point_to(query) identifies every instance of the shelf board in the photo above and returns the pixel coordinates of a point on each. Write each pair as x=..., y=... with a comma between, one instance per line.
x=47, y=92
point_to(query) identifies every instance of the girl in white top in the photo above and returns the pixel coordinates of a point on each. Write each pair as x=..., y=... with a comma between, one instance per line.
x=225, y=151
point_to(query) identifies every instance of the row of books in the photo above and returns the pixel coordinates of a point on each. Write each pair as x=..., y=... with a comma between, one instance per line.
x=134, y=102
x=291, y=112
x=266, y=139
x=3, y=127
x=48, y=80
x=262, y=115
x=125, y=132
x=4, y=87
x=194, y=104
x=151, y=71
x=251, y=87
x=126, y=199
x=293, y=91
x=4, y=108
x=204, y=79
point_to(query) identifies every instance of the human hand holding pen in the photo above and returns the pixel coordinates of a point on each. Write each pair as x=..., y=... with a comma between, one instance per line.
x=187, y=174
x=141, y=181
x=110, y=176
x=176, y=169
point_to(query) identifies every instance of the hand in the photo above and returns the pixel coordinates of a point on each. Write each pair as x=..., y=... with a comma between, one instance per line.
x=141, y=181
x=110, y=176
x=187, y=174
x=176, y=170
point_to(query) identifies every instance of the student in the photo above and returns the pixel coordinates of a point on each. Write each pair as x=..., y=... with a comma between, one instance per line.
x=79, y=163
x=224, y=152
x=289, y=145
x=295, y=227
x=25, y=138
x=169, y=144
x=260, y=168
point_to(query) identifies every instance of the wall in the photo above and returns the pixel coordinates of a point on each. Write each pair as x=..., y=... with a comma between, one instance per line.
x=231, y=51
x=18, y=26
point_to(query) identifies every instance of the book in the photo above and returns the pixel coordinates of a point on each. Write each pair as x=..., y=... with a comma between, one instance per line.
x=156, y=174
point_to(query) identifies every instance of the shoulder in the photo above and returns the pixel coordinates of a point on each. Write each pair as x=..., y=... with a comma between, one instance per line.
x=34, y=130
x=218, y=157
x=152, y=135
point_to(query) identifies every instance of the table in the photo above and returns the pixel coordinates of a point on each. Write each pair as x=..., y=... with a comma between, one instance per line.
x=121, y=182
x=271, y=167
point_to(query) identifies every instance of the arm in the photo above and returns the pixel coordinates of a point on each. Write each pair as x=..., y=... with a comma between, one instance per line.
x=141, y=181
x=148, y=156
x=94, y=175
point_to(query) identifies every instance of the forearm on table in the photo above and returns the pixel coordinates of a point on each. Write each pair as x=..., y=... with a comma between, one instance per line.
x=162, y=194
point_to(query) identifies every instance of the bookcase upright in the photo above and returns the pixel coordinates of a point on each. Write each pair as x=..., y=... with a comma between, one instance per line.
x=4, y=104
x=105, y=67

**What the task requires**: Exact copies of all the entries above are to be printed.

**Exercise response**:
point_to(query) identifies every instance of the shelf board in the photo above and returns the pixel coordinates of a point on each. Write each pair as x=..., y=... with a comma between, one instance per line.
x=47, y=92
point_to(query) identifies every instance of the girl in white top in the photo above and returns the pixel coordinates of a point on each. Write each pair as x=..., y=... with a comma between, one instance per line.
x=225, y=151
point_to(query) identifies every instance of the row of books in the photo above and returns the pixel coordinates of a point on each. Write each pair as x=..., y=... with a comma between, one instance per line.
x=134, y=102
x=291, y=112
x=266, y=139
x=3, y=127
x=48, y=80
x=262, y=115
x=125, y=132
x=4, y=87
x=194, y=104
x=151, y=71
x=251, y=87
x=126, y=199
x=293, y=91
x=4, y=108
x=204, y=79
point_to(query) identifies every instance of the human hand holding pen in the photo above and returns the pixel coordinates of a point on each. Write each pair as x=..., y=... with a comma between, one instance per line.
x=187, y=174
x=141, y=181
x=110, y=176
x=176, y=169
point_to(query) identifies every instance of the hand in the photo above and returns the pixel coordinates of a point on each. Write each pair as x=..., y=... with a comma between, one instance per line.
x=141, y=181
x=110, y=176
x=187, y=174
x=176, y=170
point_to(query) identifies every instance of the student in the photo above and returns the pixel coordinates of a point on each. Write each pair as x=..., y=... with a comma between, one instance per line.
x=79, y=163
x=224, y=152
x=289, y=145
x=295, y=227
x=25, y=138
x=169, y=144
x=260, y=168
point_to(query) identifies every instance of the wall in the photo above and returns the pixel coordinates of a point on each. Write each pair as x=..., y=... with a comma between, one instance per line.
x=231, y=51
x=18, y=26
point_to(query) identifies every instance of the book in the photo above and returns the pixel coordinates of a point on each. Write each pair as x=..., y=... with a comma between, one instance per line.
x=156, y=174
point_to(query) identifies every instance of the shoulder in the photo above and returns the pixel coordinates of a point on each. Write each pair as x=..., y=... with a comma between, one instance per line.
x=34, y=130
x=218, y=157
x=152, y=135
point_to(query) identifies every instance of the table in the photo above and returns the pixel coordinates of a point on each. Write each pair as x=..., y=... with a comma between, one instance per line.
x=121, y=182
x=271, y=167
point_to(query) identifies every instance of the arm in the photo above and returns the pixel coordinates of a point on each. Write each pair as x=..., y=... with a comma between, one instance per line.
x=141, y=181
x=148, y=156
x=94, y=175
point_to(query) identifies every instance of the forearm on table in the photo above and returns the pixel coordinates of a point on each. Write each pair as x=..., y=... with a comma between, one instance per line.
x=162, y=194
point_to(query) identifies every instance of the bookcase upright in the photo above and returns the pixel coordinates of a point on each. Write each pair as x=..., y=... with a comma between, one instance per line.
x=4, y=104
x=105, y=67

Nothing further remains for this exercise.